Saved entries.
-=-=-=-=-
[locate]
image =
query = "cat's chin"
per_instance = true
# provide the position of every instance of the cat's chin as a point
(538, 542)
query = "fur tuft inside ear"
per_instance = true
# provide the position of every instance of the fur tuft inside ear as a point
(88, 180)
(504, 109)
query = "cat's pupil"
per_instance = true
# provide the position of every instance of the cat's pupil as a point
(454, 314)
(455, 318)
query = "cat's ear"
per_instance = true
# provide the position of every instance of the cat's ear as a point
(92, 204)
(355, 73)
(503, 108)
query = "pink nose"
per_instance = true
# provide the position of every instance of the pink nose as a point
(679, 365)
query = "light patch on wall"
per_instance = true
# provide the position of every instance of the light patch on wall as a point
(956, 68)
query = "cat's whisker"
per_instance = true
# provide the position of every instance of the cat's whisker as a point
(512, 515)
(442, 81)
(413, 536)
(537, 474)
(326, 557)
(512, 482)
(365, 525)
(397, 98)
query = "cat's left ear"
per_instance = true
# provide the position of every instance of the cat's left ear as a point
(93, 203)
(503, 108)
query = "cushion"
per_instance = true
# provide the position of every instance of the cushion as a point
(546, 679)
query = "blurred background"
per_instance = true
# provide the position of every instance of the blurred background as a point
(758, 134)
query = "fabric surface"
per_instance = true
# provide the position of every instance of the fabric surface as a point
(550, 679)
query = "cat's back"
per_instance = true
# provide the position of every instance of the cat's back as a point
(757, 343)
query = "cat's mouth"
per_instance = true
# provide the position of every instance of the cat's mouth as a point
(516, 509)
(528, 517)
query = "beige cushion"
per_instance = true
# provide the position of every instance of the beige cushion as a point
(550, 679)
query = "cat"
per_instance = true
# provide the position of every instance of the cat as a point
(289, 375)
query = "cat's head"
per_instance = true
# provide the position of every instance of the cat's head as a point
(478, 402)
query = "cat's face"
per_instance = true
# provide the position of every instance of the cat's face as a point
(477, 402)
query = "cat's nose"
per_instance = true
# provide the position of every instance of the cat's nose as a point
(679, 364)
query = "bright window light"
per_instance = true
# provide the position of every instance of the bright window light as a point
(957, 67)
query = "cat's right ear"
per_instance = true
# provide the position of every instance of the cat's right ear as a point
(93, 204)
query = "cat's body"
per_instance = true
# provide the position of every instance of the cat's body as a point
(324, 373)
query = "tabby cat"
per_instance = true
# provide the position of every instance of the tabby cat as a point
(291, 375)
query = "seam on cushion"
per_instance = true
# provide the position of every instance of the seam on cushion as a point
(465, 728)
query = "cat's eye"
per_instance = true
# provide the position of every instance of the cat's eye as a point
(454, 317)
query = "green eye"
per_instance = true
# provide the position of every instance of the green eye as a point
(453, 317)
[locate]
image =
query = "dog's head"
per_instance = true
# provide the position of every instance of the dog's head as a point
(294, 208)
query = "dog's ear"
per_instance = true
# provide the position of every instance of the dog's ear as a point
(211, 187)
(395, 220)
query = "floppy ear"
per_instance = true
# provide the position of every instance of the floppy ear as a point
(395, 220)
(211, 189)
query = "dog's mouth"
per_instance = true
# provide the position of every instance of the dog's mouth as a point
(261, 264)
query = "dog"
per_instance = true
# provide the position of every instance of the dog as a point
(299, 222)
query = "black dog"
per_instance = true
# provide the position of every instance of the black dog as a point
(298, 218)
-=-=-=-=-
Instructions for the task. Write the entries out again, exactly and completely.

Result for this exercise.
[locate]
image =
query = "cat's chin"
per_instance = true
# provide the position of every instance of the cat's chin as a point
(538, 542)
query = "fur tuft inside ear"
per_instance = true
# provide the position of every instance of the fur tuft inside ear as a point
(88, 180)
(504, 109)
query = "cat's pupil"
per_instance = true
# provide the position of every instance of the cat's pupil as a point
(454, 314)
(455, 318)
query = "cat's ear"
per_instance = true
# provide the position of every instance of the cat's ear as a point
(92, 204)
(355, 73)
(503, 108)
query = "pink nose"
per_instance = true
# provide the position of every instance of the pink nose as a point
(679, 365)
query = "light patch on wall"
per_instance = true
# provide the position of every instance of the light patch on wall as a point
(956, 68)
query = "cat's whisker"
per_instance = true
# provide the position of every instance of the cat's whisker as a point
(512, 515)
(442, 81)
(413, 536)
(537, 474)
(326, 557)
(512, 482)
(365, 525)
(397, 98)
query = "cat's left ear"
per_instance = true
# provide the position of every instance of the cat's left ear as a point
(93, 203)
(503, 108)
query = "cushion"
per_instance = true
# provide the position of every instance of the cushion as a point
(546, 679)
query = "blurred background"
per_instance = true
# provide the position of every instance of the blurred background as a point
(758, 134)
query = "fabric surface"
per_instance = true
# provide the position of every instance of the fabric surface as a point
(550, 679)
query = "cat's back"
per_instance = true
# provide the position of every instance of the cat's back as a point
(757, 343)
query = "cat's mouth"
per_instance = true
# provide the position of every instance of the cat's mouth as a point
(516, 509)
(528, 517)
query = "beige cushion"
per_instance = true
# provide the position of every instance of the beige cushion as a point
(550, 679)
query = "cat"
per_instance = true
# provide the position of every instance of the cat as a point
(289, 375)
query = "cat's head"
per_instance = true
# provide the position of every instance of the cat's head as a point
(478, 402)
query = "cat's face"
per_instance = true
# provide the position of every instance of the cat's face as a point
(477, 402)
query = "cat's nose"
per_instance = true
# provide the position of every instance of the cat's nose as a point
(679, 364)
query = "bright window light"
per_instance = true
# provide the position of every instance of the bright window light as a point
(957, 67)
query = "cat's right ear"
per_instance = true
# provide the position of every instance of the cat's right ear as a point
(93, 204)
query = "cat's body"
per_instance = true
# provide the position of every instance of the cat's body as a point
(324, 373)
query = "tabby cat"
per_instance = true
# provide the position of every instance of the tabby cat as a point
(291, 375)
query = "seam on cushion"
per_instance = true
# provide the position of every instance of the seam on cushion as a point
(465, 728)
query = "cat's eye"
per_instance = true
# provide the position of every instance of the cat's eye as a point
(454, 317)
query = "green eye"
per_instance = true
# provide the position of every instance of the green eye as a point
(453, 317)
[locate]
image =
query = "dog's head"
per_instance = true
# provide the position of every instance of the dog's head as a point
(294, 208)
query = "dog's ear"
per_instance = true
# provide the position of every instance of the dog's ear as a point
(211, 187)
(395, 220)
query = "floppy ear"
per_instance = true
# provide the position of every instance of the floppy ear as a point
(395, 220)
(211, 189)
query = "dog's mouth"
per_instance = true
# provide the position of every instance of the dog's mouth as a point
(261, 264)
query = "dog"
per_instance = true
# provide the position of every instance of the dog as a point
(299, 222)
query = "black dog"
per_instance = true
# provide the position of every instance of the black dog as a point
(298, 218)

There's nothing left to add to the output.